* **Requirement**
From the entries below, gather every line containing the string "adult".

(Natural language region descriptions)
____

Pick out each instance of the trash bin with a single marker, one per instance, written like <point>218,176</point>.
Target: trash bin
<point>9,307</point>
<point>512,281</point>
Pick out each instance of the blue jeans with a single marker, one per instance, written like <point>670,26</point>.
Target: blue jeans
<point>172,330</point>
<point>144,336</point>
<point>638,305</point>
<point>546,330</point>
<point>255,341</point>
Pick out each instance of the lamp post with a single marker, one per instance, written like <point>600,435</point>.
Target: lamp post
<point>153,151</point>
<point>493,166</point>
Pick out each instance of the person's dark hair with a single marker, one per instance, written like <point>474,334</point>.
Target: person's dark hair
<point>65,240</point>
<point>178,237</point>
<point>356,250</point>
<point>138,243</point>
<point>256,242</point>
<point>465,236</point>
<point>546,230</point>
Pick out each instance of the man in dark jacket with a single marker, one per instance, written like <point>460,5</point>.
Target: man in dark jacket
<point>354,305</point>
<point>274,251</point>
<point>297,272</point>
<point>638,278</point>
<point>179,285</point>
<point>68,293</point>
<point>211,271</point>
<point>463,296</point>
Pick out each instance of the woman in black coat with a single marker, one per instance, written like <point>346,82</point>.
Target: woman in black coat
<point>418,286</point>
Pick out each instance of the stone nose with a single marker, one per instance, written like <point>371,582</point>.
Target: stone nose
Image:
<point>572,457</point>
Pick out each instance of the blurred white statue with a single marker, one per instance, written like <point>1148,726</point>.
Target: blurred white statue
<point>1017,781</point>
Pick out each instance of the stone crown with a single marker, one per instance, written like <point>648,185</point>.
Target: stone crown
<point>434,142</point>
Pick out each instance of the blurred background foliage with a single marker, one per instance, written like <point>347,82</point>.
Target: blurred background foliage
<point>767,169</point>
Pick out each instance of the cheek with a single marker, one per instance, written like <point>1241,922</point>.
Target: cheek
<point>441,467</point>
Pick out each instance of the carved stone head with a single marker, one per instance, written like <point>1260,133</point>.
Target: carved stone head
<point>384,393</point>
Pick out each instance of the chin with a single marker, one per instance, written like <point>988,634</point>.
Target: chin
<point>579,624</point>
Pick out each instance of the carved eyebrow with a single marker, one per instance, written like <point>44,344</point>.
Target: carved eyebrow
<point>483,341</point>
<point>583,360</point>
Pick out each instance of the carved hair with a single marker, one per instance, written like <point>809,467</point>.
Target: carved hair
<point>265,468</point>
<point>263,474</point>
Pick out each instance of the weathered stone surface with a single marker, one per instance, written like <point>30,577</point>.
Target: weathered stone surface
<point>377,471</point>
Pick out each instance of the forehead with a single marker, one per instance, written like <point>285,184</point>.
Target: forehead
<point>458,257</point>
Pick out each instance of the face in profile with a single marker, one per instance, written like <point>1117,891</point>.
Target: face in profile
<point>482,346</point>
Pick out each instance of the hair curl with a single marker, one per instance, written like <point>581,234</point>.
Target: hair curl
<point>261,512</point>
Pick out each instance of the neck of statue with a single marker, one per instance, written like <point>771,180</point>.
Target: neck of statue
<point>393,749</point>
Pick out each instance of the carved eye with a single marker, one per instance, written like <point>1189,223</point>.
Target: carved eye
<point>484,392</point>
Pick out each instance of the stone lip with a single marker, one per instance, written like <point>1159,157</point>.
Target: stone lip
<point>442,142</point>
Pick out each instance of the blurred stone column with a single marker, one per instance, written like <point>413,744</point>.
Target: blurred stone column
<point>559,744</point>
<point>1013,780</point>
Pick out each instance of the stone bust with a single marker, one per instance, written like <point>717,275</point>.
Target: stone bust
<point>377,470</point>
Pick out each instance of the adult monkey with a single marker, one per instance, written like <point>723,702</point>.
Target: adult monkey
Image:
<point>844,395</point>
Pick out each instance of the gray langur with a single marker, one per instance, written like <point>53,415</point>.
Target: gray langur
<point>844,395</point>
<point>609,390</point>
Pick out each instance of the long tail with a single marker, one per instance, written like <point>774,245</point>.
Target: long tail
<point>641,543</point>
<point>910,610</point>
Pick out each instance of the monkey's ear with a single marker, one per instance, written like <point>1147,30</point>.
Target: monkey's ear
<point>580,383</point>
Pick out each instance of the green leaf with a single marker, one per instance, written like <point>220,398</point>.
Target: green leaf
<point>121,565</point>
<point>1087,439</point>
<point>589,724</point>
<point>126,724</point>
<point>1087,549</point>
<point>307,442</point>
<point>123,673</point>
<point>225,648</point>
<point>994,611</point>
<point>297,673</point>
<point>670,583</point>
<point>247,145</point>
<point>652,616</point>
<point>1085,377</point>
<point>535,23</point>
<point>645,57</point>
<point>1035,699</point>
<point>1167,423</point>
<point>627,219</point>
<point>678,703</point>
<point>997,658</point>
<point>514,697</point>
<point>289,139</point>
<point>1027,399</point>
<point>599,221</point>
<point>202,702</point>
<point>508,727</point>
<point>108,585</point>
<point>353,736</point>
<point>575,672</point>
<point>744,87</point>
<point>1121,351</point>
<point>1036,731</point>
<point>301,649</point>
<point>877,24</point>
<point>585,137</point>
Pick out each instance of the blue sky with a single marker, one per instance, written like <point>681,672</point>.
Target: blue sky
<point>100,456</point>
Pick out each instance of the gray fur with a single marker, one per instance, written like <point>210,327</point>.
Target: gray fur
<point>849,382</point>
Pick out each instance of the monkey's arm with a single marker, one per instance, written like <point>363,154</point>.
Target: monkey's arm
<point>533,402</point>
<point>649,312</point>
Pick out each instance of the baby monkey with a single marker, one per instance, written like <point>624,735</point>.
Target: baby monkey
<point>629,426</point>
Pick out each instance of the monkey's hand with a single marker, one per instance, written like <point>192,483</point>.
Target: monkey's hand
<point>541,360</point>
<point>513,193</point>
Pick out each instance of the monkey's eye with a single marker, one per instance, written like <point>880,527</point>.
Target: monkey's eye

____

* **The completed task**
Pick out each instance of the adult monkey with a single marker, one per instance, written like <point>723,702</point>.
Target: adult monkey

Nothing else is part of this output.